| Page extract |
Target Concept / Function to be Searched (or Learned)

- Topper of Machine Learning Class

- - i.e. Adeel (CPGA = 3.86)

Searching Target Function / Concept in |C|

- Outcome of Search

- - We will definitely find the Target Function / Concept in Concept Space (C)

- Reason

- - We are searching the entire Concept Space (C)

- - - Therefore, we cannot miss the Target Function / Concept

Searching Target Function / Concept in HFemales

- Outcome of Search

- - We will not find the Target Function / Concept in Hypothesis Space (HFemales)

- Reason

- - We are searching the reduced Concept Space (C)

- - - Therefore, we may / may not find the Target Function / Concept in a Hypothesis Space

Searching Target Function / Concept in HMales

- Outcome of Search

- - We will find the Target Function / Concept in Hypothesis Space (HMales)

- Reason

- - We are searching the reduced Concept Space (C)

- - - Therefore, we may / may not find the Target Function / Concept in a Hypothesis Space

Conclusion

- Searching a Concept Space
  - We will definitely find the Target Function / Concept
- Searching a Hypothesis Space
  - We may / may not find the Target Function / Concept and
    - this may / may not be known to us

Searching a Concept Space

- Strengths

- - We will definitely find the Target Function / Concept

- Weaknesses

- - Computational cost is high

- - Amount of Time required for searching is high

Searching a Hypothesis Space

- Strengths

- - Computational cost is low

- - Amount of Time required for searching is small

- Weaknesses

- - We may / may not find the Target Function / Concept and this may / may not be known to us

- Titanic sank in 1912 (some passengers survived and remaining died). Kaggle launched a competition titled: Titanic: Machine Learning from Disaster

- - URL: https://www.kaggle.com/c/titanic

- Below are some of the Attributes (with their Possible Values) taken from Titanic Project Dataset

- - Gender: Male, Female

- - Ticket Class: Upper, Middle, Lower

- - Survival: No, Yes

- - Parent/Child Abroad: Zero, One, Two, Three

- - Embarked: Cherbourg, Queenstown, Southampton

- Goal of a Machine Learning Algorithm is to predict

- - Whether a Passenger Survived or Not?

| The input |
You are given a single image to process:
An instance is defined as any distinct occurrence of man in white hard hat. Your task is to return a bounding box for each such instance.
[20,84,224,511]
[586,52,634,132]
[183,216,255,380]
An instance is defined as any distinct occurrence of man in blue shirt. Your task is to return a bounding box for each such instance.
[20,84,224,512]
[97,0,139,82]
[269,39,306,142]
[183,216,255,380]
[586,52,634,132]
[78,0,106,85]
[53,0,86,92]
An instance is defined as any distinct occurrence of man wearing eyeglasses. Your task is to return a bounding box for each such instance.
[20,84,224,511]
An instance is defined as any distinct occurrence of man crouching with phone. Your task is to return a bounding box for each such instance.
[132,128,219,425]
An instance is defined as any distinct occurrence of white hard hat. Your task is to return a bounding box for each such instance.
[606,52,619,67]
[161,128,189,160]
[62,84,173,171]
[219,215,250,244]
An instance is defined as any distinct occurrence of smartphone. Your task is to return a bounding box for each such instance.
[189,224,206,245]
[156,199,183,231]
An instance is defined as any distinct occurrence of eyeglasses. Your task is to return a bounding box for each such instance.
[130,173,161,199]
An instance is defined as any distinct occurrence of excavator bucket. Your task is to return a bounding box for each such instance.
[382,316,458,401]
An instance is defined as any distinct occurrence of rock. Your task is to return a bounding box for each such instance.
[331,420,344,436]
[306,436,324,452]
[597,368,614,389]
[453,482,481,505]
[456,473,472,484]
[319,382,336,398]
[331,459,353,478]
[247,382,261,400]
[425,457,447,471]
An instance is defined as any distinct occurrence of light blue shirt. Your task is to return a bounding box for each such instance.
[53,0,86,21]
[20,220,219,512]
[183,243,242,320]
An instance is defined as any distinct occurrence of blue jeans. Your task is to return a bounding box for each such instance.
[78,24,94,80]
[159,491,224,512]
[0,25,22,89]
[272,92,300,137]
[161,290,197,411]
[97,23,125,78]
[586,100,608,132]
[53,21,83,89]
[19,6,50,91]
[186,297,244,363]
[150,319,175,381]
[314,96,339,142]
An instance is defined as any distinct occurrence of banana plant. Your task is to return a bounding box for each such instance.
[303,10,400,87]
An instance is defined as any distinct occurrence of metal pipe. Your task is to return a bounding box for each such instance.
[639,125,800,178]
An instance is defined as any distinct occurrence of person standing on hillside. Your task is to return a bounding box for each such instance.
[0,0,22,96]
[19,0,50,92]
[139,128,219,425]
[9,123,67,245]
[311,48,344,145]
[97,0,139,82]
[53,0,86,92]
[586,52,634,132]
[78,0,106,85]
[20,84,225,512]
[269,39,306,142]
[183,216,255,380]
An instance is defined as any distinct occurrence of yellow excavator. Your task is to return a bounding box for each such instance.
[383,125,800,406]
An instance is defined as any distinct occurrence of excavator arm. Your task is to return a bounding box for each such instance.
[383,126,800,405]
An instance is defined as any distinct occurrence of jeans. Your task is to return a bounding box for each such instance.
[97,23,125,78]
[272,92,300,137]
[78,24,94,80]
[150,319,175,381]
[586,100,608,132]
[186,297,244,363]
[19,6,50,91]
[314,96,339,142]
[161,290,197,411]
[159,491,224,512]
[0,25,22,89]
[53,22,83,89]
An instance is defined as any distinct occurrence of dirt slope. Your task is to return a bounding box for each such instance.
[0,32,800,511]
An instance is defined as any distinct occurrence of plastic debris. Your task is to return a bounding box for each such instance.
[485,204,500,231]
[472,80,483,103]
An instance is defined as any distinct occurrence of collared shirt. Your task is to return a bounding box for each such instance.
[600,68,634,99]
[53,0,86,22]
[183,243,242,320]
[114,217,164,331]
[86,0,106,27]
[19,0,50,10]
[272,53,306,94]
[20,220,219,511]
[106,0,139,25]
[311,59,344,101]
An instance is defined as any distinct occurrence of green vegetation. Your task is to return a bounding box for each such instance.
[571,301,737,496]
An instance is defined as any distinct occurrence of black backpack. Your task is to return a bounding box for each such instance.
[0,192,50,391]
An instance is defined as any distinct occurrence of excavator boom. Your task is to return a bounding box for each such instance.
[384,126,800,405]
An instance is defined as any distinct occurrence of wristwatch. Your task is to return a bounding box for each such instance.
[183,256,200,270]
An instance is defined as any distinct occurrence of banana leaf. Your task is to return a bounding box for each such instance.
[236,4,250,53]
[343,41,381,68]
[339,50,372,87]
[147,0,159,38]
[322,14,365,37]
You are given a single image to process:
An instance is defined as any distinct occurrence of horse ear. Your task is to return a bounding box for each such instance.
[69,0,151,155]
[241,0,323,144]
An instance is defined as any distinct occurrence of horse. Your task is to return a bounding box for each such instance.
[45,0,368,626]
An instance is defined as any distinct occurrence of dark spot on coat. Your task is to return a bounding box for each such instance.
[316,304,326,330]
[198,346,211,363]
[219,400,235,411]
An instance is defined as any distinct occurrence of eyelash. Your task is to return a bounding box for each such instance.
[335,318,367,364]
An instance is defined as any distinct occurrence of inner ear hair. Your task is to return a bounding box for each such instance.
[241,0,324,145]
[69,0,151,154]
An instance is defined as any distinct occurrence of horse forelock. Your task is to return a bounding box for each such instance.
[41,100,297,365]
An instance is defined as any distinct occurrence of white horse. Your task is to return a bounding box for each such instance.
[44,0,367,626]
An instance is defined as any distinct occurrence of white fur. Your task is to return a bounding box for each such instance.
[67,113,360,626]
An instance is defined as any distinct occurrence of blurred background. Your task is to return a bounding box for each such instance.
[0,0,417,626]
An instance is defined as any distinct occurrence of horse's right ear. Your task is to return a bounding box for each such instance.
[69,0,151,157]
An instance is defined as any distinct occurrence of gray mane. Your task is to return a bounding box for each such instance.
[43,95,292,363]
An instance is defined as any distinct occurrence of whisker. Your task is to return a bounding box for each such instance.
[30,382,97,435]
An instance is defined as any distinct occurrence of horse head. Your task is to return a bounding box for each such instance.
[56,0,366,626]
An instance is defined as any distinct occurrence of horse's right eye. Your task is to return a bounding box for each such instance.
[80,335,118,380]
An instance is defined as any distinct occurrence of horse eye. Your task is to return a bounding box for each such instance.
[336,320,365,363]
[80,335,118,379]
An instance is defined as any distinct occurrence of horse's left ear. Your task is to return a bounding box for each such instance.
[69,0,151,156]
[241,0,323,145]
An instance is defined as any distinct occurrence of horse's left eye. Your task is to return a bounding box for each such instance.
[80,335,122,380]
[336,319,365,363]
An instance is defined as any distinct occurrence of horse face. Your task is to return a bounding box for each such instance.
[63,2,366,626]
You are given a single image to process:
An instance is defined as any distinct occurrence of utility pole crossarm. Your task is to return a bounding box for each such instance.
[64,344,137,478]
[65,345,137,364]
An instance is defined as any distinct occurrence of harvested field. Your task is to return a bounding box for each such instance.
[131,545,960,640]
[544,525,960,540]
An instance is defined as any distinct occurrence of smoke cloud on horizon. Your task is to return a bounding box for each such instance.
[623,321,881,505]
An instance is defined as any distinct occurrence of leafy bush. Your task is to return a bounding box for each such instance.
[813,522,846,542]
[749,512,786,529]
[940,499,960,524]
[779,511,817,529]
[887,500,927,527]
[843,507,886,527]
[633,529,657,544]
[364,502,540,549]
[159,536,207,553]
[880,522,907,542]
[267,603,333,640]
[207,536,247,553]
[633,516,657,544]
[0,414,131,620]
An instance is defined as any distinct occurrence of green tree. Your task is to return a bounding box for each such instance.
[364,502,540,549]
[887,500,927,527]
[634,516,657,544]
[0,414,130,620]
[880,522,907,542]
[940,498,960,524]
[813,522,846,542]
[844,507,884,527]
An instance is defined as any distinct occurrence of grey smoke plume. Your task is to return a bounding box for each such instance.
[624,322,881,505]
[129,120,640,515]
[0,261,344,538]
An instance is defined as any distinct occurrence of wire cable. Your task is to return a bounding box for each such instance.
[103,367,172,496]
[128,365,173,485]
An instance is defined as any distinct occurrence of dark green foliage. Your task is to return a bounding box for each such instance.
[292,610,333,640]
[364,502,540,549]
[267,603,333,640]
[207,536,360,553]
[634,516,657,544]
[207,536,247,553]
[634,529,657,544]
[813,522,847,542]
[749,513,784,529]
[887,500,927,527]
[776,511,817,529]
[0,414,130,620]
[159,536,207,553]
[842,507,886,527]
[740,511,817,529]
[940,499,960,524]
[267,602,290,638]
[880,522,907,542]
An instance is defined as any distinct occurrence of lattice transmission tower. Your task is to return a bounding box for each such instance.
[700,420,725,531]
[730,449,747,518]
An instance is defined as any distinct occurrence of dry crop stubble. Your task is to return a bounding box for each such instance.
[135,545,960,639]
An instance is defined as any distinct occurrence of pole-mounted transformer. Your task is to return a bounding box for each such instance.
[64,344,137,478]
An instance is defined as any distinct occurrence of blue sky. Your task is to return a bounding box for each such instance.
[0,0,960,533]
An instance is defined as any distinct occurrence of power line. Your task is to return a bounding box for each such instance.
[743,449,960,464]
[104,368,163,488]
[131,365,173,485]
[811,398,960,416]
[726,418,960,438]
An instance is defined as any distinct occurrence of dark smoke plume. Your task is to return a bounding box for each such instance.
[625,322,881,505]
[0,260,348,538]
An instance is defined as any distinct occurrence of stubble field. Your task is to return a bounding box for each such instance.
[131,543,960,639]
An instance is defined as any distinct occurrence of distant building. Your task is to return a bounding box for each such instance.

| What to do |
**a)** Convert the records from the line with "An instance is defined as any distinct occurrence of white hard" up to and including the line with "[219,215,250,244]" into a Markdown table with the columns Row and Line. Leave out any blank lines.
**b)** Extend the lecture notes on searching concept and hypothesis spaces, picking up after their final sentence.
The lecture notes and the records have nothing to do with each other.

| Task results |
**a)**
| Row | Line |
|---|---|
| 1 | An instance is defined as any distinct occurrence of white hard hat. Your task is to return a bounding box for each such instance. |
| 2 | [606,52,619,67] |
| 3 | [161,128,189,160] |
| 4 | [62,84,173,171] |
| 5 | [219,215,250,244] |

**b)**
Note

- Your answer should be

- - Well Justified

Questions

- Write down Input and Output for the above discussed Machine Learning Problem?

- Compute the Size of Instance Space

- Compute the Size of Concept Space

- Can we say that this Machine Learning Problem is a Binary Classification Problem? Explain.

- Can you completely learn the above-discussed Concept?

Task 2

- Rizwan wants to search Adeel from a group of 300 people. There are a total of 3 groups: (1) Young – contains 100 people, (1) Middle – contains 125 people and (3) Old – contains 75 people. Note that Adeel falls in the group of young people.

Questions

- What is the Target Function / Concept?

- What is the Size of Concept Space?

- How Rizwan can introduce search bias to reduce the Size of Concept Space?

- How many Search Spaces will be made after introducing search bias?
Discuss each Search Space separately and identify from which Search Spaces you will find the Target Function / Concept and from which you miss the Target Function / Concept

TODO and Your Turn

Todo Tasks

Your Turn Tasks

Todo Tasks

Your Turn Tasks

Hypothesis (h) Representation

Recall

- Input to Learner

- - Set of Training Examples (D)

- - Set of Functions / Hypothesis (H)

Machine is Dump

- Therefore, we will need to represent

- - Both Training Example (d) and Hypothesis (h) in a Format, which

- - - Machine can understand

Very often, a Training Example (d) is represented as

- Attribute-Value Pair

Values of Attributes can be mainly categorized as

- Categorical

- Numeric

Examples

- Following Machine Learning Algorithms represent a Training Example (d) in the form of Attribute-Value Pair

- - FIND-S Algorithm

- - List Then Eliminate Algorithm

- - Candidate Elimination Algorithm

- - Decision Tree Learning Algorithms

- - - For example, ID3, J48, Random Forest

- - Artificial Neural Networks

- - - For example, Multi-Layer Perceptron

- - Bayesian Learning Algorithms

- - - For example, Naïve Bayes

- - Instance-based Learning Algorithms

- - - For example, k-NN

Representation of Hypothesis (h) may vary from Machine Leering Algorithm to Machine Learning Algorithm

Examples

- Representation of Hypothesis (h) for FIND-S, List Then Eliminate and Candidate Elimination Algorithms is

- - Conjunction (AND) of Constraints on Attributes

- Representation of Hypothesis (h) for ID3 Algorithms is

- - Disjunction (OR) of Conjunction (AND) of Constraints on Attributes

- Representation of Hypothesis (h) for Regular Neural Network Algorithms is

- - Combination of Weights between Units

In sha Allah, in this example, I will consider the Gender Identification Problem and will try to explain the representation of both

- Training Example (d) and Hypothesis (h)

Concept to be Learned

- Gender Identification

Input

- Human

Output

- Gender of the Human

Recall

- Example = Input + Output

Representation of Input i.e. Human

- Set of 2 Input Attributes

- - Input Attribute 1

- - - Height

- - Input Attribute 2

- - - Weight

- Values of Input Attributes

- - Values – Input Attribute 1 (Height)

- - - Short

- - - Medium

- - - Tall

- - Values – Input Attribute 2 (Weight)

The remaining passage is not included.